TEXT BLOCK:
========================================================================

That may not be the case for long, though. Only a day after the KPCC story aired, City Councilmember Mitchell Englander cited it in a motion calling on the city attorney “prohibit and/or regulate” the rental of RVs, vans, and panel trucks to those who plan on living in them.
According to Englander, the rental of these vehicles is “creating a dangerous environment” for those who live in them, since the city has few rules in place regulating vehicles that are being used as residences.
“A traditional landlord must comply with all city building codes,” reads Englander’s motion. “Vehicles more often than not don’t have running water, a reliable source of power, and often lack a source for heating and/or cooling.”
According to KPCC, RVs rent for as little as $10 per day, on up to $1,000 per month.
If eventually passed into law, restrictions on RV rentals would constitute another step toward what homeless advocates have described as a “ban” on living out of a vehicle. New restrictions on sleeping in vehicles on residential streets went into effect earlier this year.
In an opinion piece published Monday in the Los Angeles Daily News, Englander described “de-facto RV parks on city streets” as one of a list of issues related to homelessness that he suggested was turning LA into a “disaster zone.”
The councilmember argued that tougher laws at the local and state level were necessary to “maintain an acceptable standard of safety and sanitation on our streets.”

========================================================================

REQUIRED WORK:
(1) Say whether each statement agrees with the RV rental passage above. Answer yes or no and quote the words of the passage that decide it.
(a) Englander cited the KPCC story in a motion one day after it aired.
(b) The restrictions on sleeping in vehicles on residential streets have not yet taken effect.
(c) Englander's opinion piece was published in the Los Angeles Times.
(2) Answer these questions from the RV rental passage above.
(a) According to Englander's motion, what do vehicles used as residences often lack?
(b) On what day of the week was Englander's opinion piece published?
(c) What word have homeless advocates used to describe restrictions on living out of a vehicle?

EXTRACTED ENTRIES:
========================================================================

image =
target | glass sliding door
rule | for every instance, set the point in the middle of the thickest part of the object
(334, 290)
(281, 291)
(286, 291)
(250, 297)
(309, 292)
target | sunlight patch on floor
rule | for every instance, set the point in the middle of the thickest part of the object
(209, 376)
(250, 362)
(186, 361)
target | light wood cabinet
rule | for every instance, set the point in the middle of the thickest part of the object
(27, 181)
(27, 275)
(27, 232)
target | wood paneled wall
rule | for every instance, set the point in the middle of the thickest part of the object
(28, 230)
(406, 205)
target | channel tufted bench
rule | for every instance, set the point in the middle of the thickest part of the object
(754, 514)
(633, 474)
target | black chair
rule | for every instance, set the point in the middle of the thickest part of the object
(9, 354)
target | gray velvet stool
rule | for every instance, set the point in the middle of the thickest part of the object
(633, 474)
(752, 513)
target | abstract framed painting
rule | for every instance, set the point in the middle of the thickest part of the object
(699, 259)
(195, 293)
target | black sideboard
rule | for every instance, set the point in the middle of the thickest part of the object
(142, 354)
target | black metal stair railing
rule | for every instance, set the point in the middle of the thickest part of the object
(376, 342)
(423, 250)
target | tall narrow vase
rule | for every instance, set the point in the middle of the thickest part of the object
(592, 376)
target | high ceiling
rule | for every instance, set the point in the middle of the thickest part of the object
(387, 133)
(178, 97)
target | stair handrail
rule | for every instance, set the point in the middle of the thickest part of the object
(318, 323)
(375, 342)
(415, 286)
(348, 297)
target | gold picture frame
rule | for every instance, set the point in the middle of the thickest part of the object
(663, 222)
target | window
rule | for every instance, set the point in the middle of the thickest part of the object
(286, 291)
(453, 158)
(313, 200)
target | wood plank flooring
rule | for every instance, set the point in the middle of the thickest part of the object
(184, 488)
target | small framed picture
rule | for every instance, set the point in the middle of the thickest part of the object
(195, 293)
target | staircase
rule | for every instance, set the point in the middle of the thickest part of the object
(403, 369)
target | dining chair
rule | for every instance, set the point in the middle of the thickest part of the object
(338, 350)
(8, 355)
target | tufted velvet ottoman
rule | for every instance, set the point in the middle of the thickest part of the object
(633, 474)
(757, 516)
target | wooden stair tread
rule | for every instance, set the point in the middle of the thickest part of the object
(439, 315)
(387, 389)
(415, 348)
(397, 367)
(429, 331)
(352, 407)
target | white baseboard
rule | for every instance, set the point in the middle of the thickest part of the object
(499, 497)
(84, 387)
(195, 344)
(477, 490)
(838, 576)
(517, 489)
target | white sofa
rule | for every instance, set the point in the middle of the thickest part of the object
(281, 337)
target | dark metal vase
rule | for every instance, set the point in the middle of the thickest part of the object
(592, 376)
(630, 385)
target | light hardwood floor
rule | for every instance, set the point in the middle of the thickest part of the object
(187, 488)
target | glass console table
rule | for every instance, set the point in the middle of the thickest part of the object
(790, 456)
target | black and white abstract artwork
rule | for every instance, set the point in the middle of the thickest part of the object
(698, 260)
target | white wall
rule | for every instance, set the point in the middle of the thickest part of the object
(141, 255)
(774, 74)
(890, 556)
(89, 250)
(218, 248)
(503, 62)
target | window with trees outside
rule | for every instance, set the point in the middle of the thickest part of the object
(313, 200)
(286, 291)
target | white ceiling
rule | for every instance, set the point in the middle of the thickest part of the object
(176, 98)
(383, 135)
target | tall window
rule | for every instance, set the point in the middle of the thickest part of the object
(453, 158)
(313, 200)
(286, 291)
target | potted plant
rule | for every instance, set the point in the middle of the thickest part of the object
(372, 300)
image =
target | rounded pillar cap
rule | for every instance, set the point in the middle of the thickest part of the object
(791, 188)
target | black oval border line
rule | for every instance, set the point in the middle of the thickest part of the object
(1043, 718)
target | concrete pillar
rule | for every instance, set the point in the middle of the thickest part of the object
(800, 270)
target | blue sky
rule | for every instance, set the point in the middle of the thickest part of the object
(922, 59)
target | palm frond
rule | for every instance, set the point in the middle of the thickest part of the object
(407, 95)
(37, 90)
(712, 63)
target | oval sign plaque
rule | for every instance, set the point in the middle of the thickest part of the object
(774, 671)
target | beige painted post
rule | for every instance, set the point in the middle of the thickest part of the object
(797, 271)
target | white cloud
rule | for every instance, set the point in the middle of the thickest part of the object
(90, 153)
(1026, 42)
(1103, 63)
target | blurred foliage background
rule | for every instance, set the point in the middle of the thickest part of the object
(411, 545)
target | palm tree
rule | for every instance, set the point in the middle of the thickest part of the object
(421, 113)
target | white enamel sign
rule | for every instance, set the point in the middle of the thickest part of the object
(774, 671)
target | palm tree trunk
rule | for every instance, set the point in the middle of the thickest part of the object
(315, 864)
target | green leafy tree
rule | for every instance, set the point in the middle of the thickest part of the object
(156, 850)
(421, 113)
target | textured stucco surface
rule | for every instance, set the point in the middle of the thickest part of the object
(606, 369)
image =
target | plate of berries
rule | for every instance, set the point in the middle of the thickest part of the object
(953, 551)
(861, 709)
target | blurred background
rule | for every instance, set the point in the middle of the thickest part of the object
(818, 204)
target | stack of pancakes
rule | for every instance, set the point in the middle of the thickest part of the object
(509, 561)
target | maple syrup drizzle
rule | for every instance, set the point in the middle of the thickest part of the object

========================================================================

SOLVED PROBLEMS:
(1)
(a) Yes: "Only a day after the KPCC story aired, City Councilmember Mitchell Englander cited it in a motion"
(b) No: "New restrictions on sleeping in vehicles on residential streets went into effect earlier this year."
(c) No: "In an opinion piece published Monday in the Los Angeles Daily News"

(2)
(a) Running water, a reliable source of power, and a source for heating and/or cooling.
(b) Monday.
(c) "Ban."